EXERCISE BRIEF —
Please tally the lines in the data below that include the string "instance", and reply with only the total.

#### EXERCISE MATERIAL

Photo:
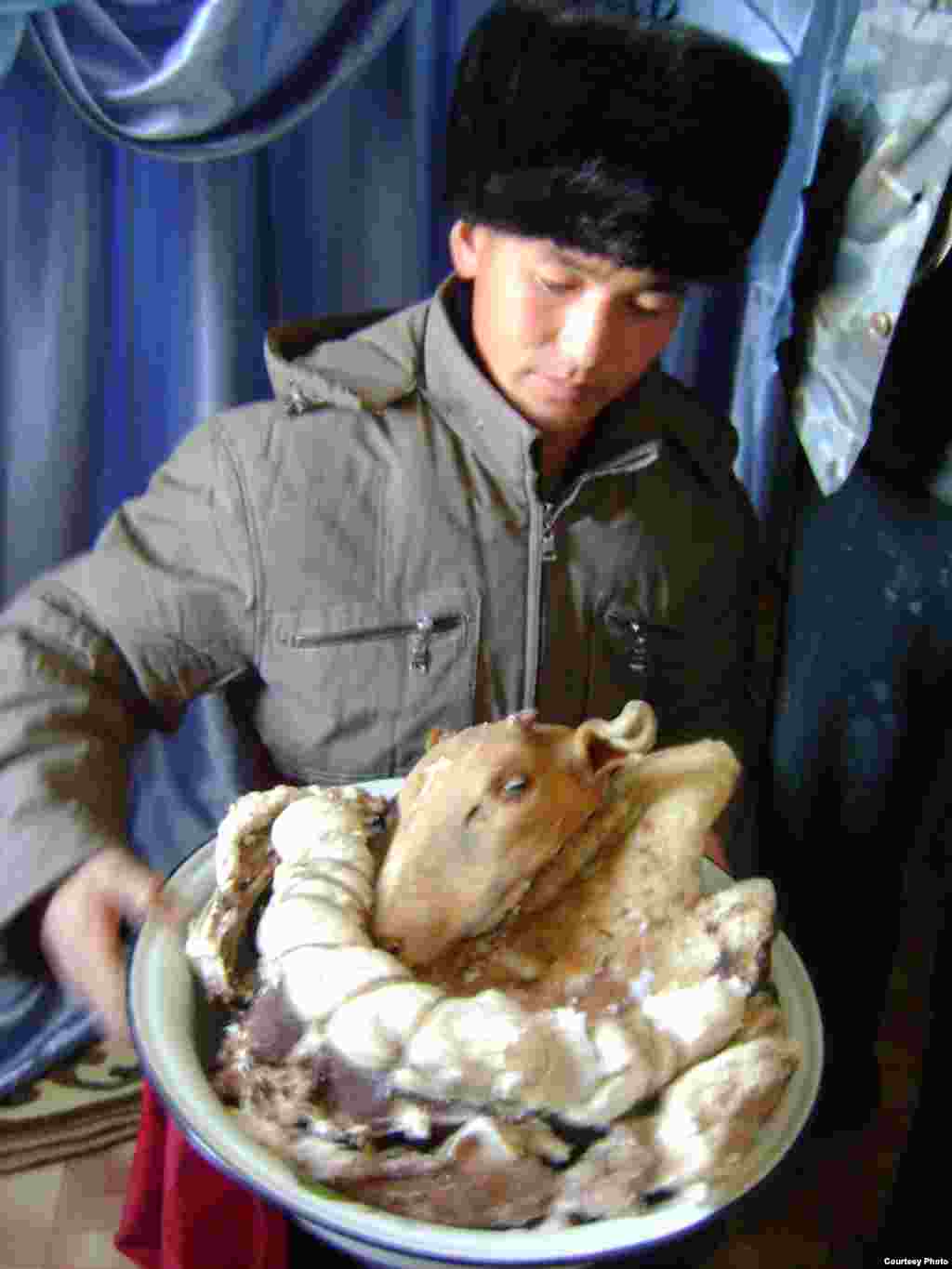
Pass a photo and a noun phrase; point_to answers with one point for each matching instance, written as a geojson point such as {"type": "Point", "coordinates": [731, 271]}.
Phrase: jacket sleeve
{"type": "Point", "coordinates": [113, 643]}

########
#### EXERCISE MATERIAL

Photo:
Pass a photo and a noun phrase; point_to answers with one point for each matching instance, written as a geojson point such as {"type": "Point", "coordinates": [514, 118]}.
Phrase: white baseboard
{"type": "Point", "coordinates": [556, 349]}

########

RESPONSE —
2